Exercise directions: Give the listing again in full, matching it character for character.

*** Opening Supplied data ***

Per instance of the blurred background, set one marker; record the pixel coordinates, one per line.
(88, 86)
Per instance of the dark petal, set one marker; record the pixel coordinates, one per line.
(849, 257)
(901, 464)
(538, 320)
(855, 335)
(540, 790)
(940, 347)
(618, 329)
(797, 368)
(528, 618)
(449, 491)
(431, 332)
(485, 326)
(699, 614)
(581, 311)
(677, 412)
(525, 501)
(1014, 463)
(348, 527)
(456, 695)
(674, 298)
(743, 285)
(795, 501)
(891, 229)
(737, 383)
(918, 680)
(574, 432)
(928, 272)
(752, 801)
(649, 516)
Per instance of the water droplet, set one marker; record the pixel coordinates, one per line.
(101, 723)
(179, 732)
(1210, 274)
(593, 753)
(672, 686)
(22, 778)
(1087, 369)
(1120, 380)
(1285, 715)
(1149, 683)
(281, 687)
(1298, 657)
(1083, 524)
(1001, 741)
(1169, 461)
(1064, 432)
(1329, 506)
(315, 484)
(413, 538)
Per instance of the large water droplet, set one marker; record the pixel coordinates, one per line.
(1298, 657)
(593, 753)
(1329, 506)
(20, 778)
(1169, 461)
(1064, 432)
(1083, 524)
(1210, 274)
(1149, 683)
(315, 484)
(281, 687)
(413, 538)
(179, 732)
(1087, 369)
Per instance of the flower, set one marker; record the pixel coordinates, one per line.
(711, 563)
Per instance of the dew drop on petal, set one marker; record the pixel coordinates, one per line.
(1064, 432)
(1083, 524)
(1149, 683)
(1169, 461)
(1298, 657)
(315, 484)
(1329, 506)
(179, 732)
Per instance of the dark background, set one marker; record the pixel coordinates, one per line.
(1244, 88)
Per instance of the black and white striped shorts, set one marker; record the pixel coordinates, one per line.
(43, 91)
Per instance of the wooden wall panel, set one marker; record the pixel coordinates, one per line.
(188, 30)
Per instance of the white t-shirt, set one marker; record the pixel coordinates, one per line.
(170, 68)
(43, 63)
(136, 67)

*** Closing Supplied data ***

Result of this exercise:
Per instance of the blurred background, set one marker; record the pixel coordinates, one per line.
(88, 86)
Per instance of the dark petal, set one marker; record the pixel coordinates, one per line.
(849, 257)
(901, 464)
(538, 320)
(855, 335)
(540, 790)
(940, 347)
(618, 329)
(797, 368)
(528, 618)
(449, 491)
(431, 332)
(485, 326)
(699, 614)
(581, 311)
(677, 412)
(525, 501)
(1014, 463)
(348, 527)
(456, 695)
(674, 298)
(743, 285)
(795, 501)
(891, 229)
(737, 383)
(918, 680)
(574, 432)
(928, 272)
(752, 801)
(649, 516)
Per instance of the water droplet, set one marker; record the pixel coordinates, one per line.
(101, 723)
(179, 732)
(1210, 274)
(593, 753)
(672, 686)
(22, 778)
(1087, 369)
(1120, 380)
(1285, 715)
(1149, 683)
(281, 687)
(1298, 657)
(1083, 524)
(1001, 741)
(1169, 461)
(1064, 432)
(1329, 506)
(315, 484)
(413, 538)
Per instance of the large water droplet, set one marker; record the pixel coordinates, one per line.
(1298, 657)
(593, 753)
(1329, 506)
(20, 778)
(1169, 461)
(1064, 432)
(1083, 524)
(1210, 274)
(1149, 683)
(315, 484)
(281, 687)
(413, 538)
(179, 732)
(1087, 369)
Per instance of the flower, set one marker; record the pixel coordinates, one per line.
(711, 563)
Per instance of the dew drop on petal, set one marker; record the pixel coordinates, one per line.
(1064, 432)
(1083, 524)
(1149, 683)
(1169, 461)
(1298, 657)
(315, 484)
(1329, 506)
(179, 732)
Per instance of the dark background, set one marker; record the pixel coordinates, one per line.
(1244, 88)
Per instance of the black and white striped shorts, set one marker; record the pixel coordinates, one per line.
(43, 91)
Per instance of the wooden wall panel, set one marker; record the pixel coordinates, one per line.
(188, 30)
Per instance of the white t-shirt, set one marker; record the pixel coordinates, one per line.
(170, 68)
(43, 63)
(136, 67)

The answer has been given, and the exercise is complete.